(Records contained in a dataset)

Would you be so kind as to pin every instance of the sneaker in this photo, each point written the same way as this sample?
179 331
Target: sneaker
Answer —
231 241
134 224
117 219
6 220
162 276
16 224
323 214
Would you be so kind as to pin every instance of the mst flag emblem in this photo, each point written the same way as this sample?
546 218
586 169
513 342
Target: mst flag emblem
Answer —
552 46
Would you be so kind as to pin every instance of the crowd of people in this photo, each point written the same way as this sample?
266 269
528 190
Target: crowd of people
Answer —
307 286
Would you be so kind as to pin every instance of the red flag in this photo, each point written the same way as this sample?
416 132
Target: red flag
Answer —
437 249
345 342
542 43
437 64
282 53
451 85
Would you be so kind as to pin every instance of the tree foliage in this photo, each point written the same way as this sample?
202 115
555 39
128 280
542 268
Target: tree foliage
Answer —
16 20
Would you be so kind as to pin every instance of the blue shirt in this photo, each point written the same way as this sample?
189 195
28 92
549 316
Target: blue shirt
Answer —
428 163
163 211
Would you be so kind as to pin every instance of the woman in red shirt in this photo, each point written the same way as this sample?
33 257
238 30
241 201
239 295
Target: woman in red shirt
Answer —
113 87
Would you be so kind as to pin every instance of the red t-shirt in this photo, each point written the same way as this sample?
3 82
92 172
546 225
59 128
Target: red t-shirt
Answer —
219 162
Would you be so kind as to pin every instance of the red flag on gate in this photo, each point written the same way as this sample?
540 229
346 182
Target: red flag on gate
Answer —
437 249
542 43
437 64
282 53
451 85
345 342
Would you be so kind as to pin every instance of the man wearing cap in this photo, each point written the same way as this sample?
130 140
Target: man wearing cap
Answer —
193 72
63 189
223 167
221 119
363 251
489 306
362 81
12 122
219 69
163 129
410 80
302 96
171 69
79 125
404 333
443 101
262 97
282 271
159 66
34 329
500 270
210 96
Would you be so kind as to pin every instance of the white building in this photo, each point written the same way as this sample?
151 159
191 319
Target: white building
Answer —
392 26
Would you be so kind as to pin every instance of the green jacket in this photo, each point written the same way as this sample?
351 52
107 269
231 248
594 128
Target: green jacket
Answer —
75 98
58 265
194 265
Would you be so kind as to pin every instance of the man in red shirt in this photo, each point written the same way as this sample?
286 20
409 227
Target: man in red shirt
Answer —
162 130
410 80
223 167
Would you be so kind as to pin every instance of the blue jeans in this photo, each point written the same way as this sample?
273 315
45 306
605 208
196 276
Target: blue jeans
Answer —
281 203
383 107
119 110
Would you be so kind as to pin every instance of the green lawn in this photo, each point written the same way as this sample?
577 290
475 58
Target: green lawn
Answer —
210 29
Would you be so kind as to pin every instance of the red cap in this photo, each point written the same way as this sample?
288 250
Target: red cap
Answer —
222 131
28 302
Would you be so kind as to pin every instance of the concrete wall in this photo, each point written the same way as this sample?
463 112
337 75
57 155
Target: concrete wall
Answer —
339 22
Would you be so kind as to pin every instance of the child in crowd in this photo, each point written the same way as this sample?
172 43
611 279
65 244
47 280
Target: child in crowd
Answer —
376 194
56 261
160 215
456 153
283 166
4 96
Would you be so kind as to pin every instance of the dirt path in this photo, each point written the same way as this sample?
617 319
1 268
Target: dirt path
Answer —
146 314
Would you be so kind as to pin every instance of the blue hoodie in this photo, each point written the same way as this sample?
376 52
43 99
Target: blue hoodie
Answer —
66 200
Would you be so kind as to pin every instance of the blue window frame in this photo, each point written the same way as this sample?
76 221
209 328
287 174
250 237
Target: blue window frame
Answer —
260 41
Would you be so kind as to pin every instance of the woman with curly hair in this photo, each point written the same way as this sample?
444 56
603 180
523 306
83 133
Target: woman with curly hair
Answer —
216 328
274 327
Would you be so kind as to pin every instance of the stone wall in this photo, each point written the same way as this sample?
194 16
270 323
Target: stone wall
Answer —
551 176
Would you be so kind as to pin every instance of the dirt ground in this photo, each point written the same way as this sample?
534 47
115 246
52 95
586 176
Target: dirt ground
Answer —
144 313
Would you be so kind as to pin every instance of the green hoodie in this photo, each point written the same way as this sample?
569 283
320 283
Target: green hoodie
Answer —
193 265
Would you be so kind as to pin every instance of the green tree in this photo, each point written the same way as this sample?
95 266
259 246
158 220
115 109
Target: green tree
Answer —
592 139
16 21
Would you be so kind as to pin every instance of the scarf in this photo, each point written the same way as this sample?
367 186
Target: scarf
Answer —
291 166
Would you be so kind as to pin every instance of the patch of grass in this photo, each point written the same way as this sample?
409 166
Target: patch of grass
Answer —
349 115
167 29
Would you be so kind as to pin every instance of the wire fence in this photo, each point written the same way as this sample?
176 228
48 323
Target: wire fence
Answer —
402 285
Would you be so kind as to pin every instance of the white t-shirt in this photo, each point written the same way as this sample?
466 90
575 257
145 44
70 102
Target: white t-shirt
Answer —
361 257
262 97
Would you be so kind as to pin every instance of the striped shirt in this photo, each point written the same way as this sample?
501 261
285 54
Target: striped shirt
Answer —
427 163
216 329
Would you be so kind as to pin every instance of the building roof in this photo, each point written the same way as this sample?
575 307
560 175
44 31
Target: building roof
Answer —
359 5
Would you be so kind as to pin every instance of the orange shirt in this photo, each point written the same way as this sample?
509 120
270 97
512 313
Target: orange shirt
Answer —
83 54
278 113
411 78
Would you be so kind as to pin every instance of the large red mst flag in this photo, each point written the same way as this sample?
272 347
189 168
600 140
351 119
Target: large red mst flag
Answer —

### EXERCISE DESCRIPTION
Which lines of the records hold the string "path"? Copy each one.

### OUTPUT FOR THIS TASK
Would you be so kind as to pin every instance of the dirt path in this photo, each point written the same way as this sample?
Target: dirt path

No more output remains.